▶ **TASK TO CARRY OUT**
Extract each line of the entries below that contains the string "garage".

▶ **PROVIDED DATA**
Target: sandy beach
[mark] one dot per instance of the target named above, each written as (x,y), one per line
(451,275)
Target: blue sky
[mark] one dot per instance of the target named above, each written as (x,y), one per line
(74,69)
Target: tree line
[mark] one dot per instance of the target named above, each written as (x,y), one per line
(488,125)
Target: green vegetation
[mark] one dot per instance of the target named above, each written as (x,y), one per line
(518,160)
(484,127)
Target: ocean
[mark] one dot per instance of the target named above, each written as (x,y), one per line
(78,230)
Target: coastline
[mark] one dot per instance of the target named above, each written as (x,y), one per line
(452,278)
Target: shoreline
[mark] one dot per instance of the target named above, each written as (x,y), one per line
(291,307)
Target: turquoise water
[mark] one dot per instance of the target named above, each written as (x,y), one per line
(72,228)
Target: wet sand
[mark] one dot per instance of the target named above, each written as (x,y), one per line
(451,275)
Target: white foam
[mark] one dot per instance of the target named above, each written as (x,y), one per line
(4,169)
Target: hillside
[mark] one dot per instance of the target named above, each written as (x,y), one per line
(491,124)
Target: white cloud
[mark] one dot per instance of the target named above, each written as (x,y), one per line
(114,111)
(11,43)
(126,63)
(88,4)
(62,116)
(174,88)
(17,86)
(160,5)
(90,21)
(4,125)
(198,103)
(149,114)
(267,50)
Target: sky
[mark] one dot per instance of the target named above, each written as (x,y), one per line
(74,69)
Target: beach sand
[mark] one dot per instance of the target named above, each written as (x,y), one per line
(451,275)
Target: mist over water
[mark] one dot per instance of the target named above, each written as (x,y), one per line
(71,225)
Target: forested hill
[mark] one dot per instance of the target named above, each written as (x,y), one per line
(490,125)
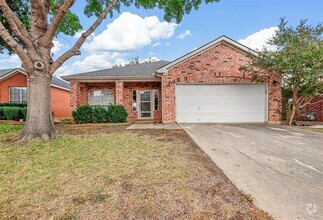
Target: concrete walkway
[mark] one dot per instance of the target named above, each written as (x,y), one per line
(170,126)
(281,167)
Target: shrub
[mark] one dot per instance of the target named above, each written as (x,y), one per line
(24,113)
(117,114)
(66,121)
(11,113)
(2,113)
(100,115)
(83,114)
(13,104)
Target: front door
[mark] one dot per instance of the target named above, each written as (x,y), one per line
(145,109)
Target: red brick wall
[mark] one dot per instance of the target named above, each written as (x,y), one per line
(61,103)
(79,91)
(219,64)
(17,80)
(122,91)
(316,107)
(127,95)
(60,98)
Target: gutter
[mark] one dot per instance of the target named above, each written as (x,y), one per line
(162,91)
(109,78)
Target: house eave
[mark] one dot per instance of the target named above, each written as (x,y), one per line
(17,70)
(223,39)
(111,79)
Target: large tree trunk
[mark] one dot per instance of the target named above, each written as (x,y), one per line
(291,115)
(39,122)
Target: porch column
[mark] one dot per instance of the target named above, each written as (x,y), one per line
(75,94)
(119,92)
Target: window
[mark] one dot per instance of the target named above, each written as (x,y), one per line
(100,98)
(156,99)
(134,100)
(18,94)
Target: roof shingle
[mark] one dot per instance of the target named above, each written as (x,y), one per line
(55,81)
(143,70)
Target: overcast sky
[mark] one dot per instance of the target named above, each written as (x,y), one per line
(144,34)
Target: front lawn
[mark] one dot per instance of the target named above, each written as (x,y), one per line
(107,172)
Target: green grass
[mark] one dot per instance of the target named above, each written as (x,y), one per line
(113,176)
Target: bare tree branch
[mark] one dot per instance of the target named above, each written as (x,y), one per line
(39,23)
(16,25)
(75,50)
(16,47)
(60,13)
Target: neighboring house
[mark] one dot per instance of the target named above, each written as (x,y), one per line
(13,88)
(204,85)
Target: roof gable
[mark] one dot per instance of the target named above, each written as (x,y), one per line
(57,83)
(136,71)
(223,39)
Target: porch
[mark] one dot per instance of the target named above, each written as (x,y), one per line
(142,100)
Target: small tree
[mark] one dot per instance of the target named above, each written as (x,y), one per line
(298,60)
(28,27)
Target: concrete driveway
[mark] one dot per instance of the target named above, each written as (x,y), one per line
(281,167)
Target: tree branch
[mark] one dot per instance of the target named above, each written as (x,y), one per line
(75,50)
(38,19)
(27,63)
(16,25)
(61,12)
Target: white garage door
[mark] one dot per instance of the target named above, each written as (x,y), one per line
(221,103)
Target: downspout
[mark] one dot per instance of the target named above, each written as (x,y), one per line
(162,91)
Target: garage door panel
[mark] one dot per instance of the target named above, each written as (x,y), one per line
(220,103)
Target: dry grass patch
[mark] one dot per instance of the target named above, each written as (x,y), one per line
(151,174)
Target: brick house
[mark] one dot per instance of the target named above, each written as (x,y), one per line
(204,85)
(13,88)
(313,111)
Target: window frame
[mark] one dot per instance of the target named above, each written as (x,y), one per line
(21,88)
(132,96)
(101,91)
(156,90)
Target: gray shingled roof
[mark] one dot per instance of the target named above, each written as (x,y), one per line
(143,70)
(55,81)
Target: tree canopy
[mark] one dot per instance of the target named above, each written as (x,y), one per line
(298,59)
(70,24)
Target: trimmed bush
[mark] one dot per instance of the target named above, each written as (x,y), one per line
(2,113)
(24,113)
(12,104)
(100,115)
(117,114)
(83,114)
(11,113)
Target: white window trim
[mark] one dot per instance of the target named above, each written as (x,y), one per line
(17,87)
(101,97)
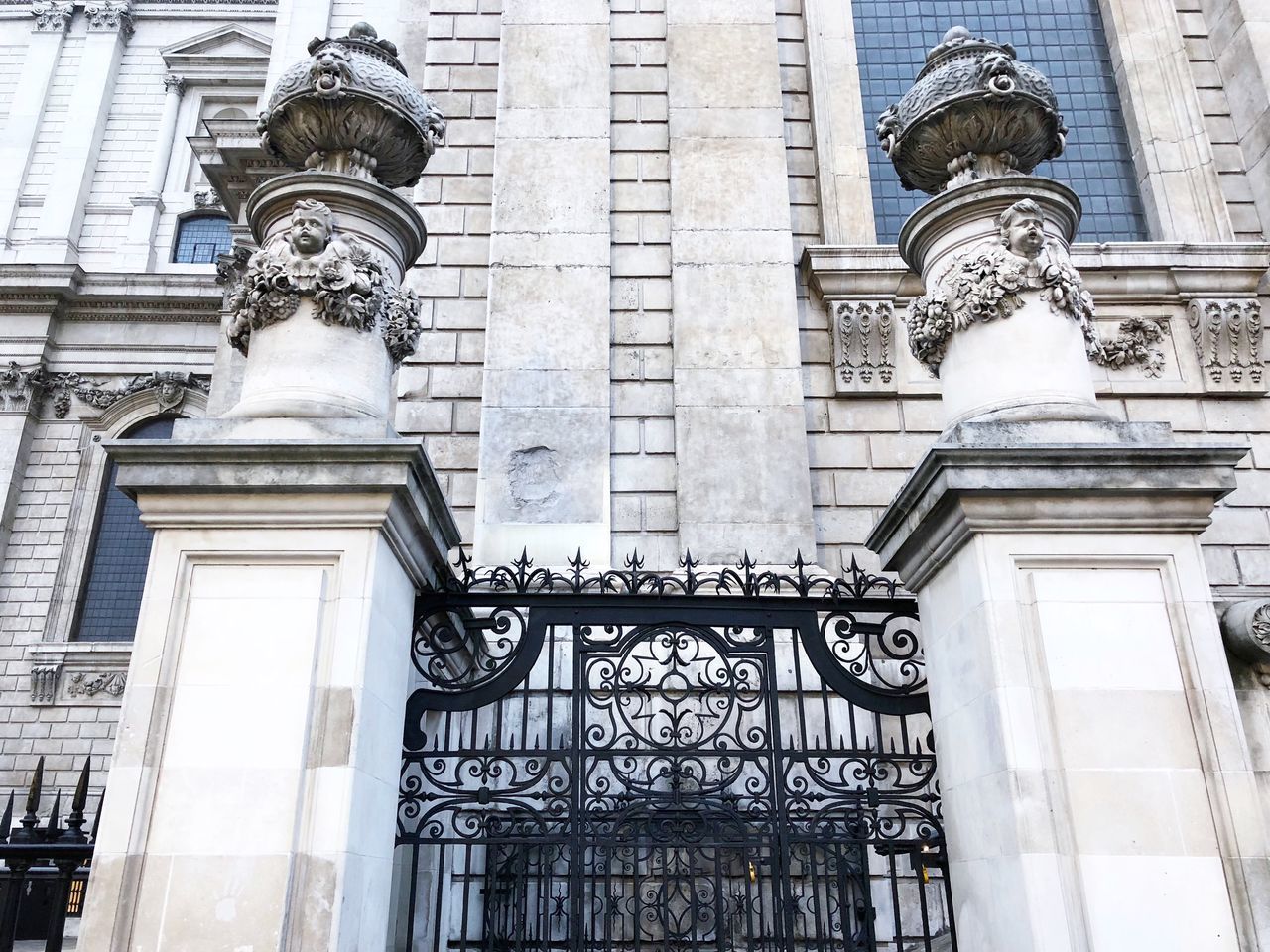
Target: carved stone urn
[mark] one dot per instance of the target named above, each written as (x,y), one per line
(320,311)
(1005,321)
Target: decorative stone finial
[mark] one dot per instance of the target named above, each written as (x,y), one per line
(350,109)
(344,277)
(974,112)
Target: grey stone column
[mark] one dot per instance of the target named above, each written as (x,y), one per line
(544,472)
(30,96)
(740,434)
(109,24)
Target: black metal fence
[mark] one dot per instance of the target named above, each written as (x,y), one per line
(734,760)
(46,866)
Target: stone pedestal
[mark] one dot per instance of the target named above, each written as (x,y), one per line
(302,367)
(1032,363)
(1097,788)
(254,780)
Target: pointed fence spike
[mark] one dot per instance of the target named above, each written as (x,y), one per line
(37,780)
(80,800)
(7,820)
(51,826)
(96,820)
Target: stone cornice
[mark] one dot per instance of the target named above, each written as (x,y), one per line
(1048,477)
(1159,270)
(103,296)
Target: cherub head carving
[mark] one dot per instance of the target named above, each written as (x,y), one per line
(1023,229)
(313,225)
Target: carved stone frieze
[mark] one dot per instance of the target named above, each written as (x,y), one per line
(864,349)
(84,684)
(109,16)
(53,16)
(350,108)
(1227,336)
(340,273)
(44,683)
(974,112)
(989,282)
(21,388)
(1134,345)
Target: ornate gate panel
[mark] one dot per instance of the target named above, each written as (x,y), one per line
(625,761)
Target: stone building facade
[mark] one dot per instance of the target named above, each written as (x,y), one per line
(658,315)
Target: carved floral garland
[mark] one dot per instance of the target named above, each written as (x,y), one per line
(984,286)
(348,287)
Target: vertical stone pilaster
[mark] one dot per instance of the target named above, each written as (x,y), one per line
(21,391)
(30,96)
(1171,151)
(544,471)
(740,440)
(58,232)
(841,150)
(148,207)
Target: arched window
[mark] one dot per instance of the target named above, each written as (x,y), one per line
(117,560)
(1062,39)
(200,239)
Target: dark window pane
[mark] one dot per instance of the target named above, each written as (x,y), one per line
(200,239)
(117,563)
(1064,40)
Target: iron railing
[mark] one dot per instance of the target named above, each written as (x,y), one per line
(46,867)
(725,760)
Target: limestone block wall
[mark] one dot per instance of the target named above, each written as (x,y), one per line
(440,388)
(1218,122)
(644,506)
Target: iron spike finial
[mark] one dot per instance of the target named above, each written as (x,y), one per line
(7,820)
(51,828)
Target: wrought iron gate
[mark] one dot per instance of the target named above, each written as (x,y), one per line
(735,760)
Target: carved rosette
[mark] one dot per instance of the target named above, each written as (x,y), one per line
(345,281)
(21,389)
(974,112)
(1227,336)
(53,16)
(349,108)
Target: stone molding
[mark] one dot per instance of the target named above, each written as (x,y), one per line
(1038,477)
(1161,285)
(385,484)
(70,294)
(53,16)
(79,673)
(96,425)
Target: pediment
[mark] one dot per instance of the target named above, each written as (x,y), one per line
(225,51)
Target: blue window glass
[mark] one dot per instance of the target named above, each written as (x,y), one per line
(1064,40)
(117,561)
(200,239)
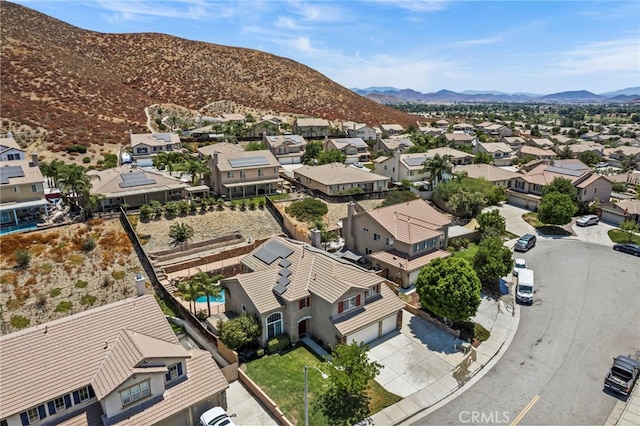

▶ **WRITTEN RESPONSE**
Target: white garage door
Target: garage door panel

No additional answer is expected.